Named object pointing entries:
--------

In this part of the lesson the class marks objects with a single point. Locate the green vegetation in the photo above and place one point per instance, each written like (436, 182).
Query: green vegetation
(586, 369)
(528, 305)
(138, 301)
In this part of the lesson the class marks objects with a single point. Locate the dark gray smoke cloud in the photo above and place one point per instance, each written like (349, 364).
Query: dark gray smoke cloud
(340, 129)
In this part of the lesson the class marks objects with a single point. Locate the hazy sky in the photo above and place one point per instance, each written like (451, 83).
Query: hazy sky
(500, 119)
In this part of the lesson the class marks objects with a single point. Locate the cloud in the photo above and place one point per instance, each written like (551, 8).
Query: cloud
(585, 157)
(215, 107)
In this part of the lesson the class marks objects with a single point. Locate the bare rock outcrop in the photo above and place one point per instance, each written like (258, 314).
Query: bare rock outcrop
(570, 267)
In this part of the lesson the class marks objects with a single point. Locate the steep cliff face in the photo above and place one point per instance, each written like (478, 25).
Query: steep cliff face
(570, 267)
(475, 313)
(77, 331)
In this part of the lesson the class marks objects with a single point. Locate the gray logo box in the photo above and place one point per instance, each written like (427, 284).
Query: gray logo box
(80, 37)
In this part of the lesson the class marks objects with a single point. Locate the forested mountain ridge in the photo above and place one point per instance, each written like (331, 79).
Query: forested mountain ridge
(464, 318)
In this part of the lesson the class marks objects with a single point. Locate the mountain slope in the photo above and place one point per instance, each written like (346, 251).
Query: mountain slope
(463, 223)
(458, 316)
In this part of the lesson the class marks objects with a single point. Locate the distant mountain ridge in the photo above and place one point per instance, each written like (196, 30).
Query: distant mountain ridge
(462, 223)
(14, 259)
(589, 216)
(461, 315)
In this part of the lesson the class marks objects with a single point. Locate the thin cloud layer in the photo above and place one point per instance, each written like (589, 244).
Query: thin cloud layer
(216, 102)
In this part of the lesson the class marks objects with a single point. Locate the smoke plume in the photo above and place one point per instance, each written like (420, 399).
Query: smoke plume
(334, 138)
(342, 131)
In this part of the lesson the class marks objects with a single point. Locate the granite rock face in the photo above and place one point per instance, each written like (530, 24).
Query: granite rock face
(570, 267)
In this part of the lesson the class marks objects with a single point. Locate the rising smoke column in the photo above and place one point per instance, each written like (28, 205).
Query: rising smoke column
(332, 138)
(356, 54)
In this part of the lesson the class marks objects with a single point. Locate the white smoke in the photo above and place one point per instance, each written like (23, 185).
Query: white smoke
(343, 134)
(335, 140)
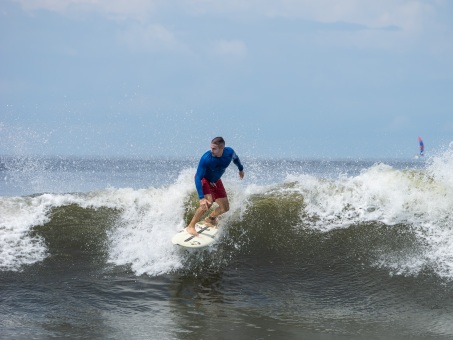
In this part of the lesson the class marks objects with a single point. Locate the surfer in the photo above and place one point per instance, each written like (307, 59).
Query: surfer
(209, 186)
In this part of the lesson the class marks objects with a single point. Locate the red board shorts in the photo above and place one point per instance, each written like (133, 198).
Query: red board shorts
(215, 189)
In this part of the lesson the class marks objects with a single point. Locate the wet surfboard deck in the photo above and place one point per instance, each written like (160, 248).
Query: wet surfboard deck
(207, 234)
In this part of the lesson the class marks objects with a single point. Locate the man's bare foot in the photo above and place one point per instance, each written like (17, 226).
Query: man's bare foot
(210, 221)
(192, 231)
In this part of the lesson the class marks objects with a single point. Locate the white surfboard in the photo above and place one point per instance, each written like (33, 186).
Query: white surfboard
(206, 235)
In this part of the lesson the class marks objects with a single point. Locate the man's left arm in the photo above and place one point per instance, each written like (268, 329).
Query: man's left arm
(238, 163)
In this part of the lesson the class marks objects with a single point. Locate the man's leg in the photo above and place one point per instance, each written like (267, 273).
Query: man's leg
(224, 206)
(196, 217)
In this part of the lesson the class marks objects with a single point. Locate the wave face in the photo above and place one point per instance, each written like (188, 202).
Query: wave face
(395, 217)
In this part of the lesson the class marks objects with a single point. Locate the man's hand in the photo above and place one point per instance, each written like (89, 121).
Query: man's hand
(205, 204)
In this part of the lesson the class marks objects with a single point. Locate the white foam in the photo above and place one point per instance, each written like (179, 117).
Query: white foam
(149, 220)
(422, 199)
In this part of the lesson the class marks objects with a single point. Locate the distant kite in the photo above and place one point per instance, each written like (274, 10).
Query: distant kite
(422, 146)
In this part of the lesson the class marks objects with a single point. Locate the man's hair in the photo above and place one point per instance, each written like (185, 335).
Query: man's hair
(218, 141)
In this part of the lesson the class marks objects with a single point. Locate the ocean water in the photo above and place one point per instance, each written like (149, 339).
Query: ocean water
(311, 249)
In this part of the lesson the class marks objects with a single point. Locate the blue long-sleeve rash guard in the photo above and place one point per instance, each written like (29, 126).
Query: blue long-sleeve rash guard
(212, 168)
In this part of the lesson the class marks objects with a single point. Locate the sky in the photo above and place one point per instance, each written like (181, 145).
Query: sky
(355, 79)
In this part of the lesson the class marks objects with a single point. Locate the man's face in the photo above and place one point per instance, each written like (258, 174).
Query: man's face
(216, 150)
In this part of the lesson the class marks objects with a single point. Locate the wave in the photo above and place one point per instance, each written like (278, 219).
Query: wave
(397, 220)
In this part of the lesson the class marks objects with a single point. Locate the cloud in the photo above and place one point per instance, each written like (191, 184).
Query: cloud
(230, 49)
(114, 9)
(152, 38)
(384, 24)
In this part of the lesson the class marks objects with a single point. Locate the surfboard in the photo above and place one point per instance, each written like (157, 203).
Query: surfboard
(206, 236)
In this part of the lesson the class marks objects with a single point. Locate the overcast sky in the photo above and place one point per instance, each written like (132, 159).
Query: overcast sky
(276, 78)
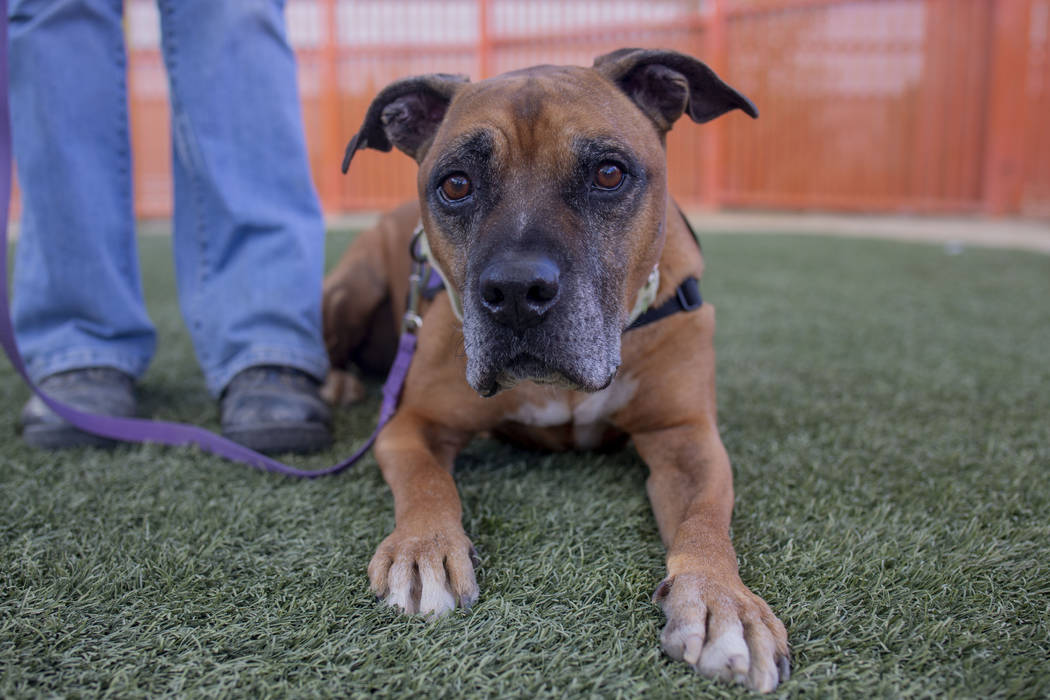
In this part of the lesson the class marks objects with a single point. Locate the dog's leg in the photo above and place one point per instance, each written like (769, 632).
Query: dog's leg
(714, 622)
(425, 566)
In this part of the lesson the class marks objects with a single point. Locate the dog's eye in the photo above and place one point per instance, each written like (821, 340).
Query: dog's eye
(456, 187)
(608, 176)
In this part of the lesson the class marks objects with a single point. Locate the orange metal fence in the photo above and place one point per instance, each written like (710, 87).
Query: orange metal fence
(866, 105)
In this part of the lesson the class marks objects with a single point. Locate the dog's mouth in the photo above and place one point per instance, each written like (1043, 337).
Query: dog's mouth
(529, 367)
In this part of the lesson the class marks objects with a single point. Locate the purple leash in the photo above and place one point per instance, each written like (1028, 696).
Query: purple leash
(163, 432)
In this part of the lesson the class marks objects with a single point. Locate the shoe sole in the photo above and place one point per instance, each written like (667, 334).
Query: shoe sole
(275, 439)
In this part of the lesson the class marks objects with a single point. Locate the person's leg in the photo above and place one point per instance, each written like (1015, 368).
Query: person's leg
(77, 293)
(249, 231)
(78, 310)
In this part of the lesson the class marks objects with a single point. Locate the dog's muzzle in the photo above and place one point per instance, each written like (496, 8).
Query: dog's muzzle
(519, 293)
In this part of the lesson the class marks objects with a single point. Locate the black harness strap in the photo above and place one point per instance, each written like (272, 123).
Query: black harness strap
(687, 297)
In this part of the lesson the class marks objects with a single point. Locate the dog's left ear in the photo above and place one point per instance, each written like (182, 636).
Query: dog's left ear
(666, 85)
(405, 113)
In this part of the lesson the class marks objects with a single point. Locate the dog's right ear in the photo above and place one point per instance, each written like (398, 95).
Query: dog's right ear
(406, 114)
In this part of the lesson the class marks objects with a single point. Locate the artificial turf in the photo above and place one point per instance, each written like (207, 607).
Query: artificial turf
(886, 407)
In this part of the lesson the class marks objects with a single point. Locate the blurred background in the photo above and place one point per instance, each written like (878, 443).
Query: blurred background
(885, 106)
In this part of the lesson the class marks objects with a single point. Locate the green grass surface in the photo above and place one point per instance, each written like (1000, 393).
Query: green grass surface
(886, 407)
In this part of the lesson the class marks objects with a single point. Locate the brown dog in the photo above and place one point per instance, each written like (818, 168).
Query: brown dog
(543, 195)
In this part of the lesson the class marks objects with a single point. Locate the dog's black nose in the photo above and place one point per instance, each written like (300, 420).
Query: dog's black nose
(518, 293)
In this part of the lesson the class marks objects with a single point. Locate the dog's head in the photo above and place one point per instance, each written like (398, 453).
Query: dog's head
(543, 195)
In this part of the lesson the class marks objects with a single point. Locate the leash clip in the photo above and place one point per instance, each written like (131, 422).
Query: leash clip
(412, 321)
(689, 294)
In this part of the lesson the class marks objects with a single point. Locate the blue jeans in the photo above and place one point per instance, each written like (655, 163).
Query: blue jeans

--------

Task statement: Give back the lines above exactly, from the one with "like (207, 607)." through the last line.

Solution to this task:
In this part of the lesson the class marks objects with a single point. Locate the artificial turf in the photo above and place one point per instance, each written like (207, 607).
Query: artificial turf
(886, 407)
In this part of the lesson the class marks objects with a single point. Locate the blurred background in the photo above and place one point per instance, each written like (878, 443).
Query: blurred background
(885, 106)
In this part of the lesson the class marks objects with a single point. Locate the green grass surface in the photo above and place one point per instance, each written like (1000, 393).
Query: green grass surface
(886, 407)
In this part of the lesson the class marks objects with a single point. Locate the brown dog in the photo above and place one point per instance, each written like (818, 168).
Query: brown dog
(543, 195)
In this part of the lesson the class marks objects with a single point. Locate the dog's black nose in the photo above and place one point per instance, each written like (300, 420).
Query: dog's black nose
(518, 293)
In this part of the lesson the class marks objects with a single point. Locate the dog's head in the photo above and place one point per instance, each written like (398, 453).
Query: dog's head
(543, 195)
In this part of the lesson the class marks objects with a single point. Locate the leash clip in the photo above and place one point per instance, each written like (131, 422).
Query: leash clip
(412, 321)
(689, 294)
In this part of the lesson the class marks objects with a single point. Locate the blue jeans in the photo above and place one point per instance, each written like (655, 163).
Query: blue jeans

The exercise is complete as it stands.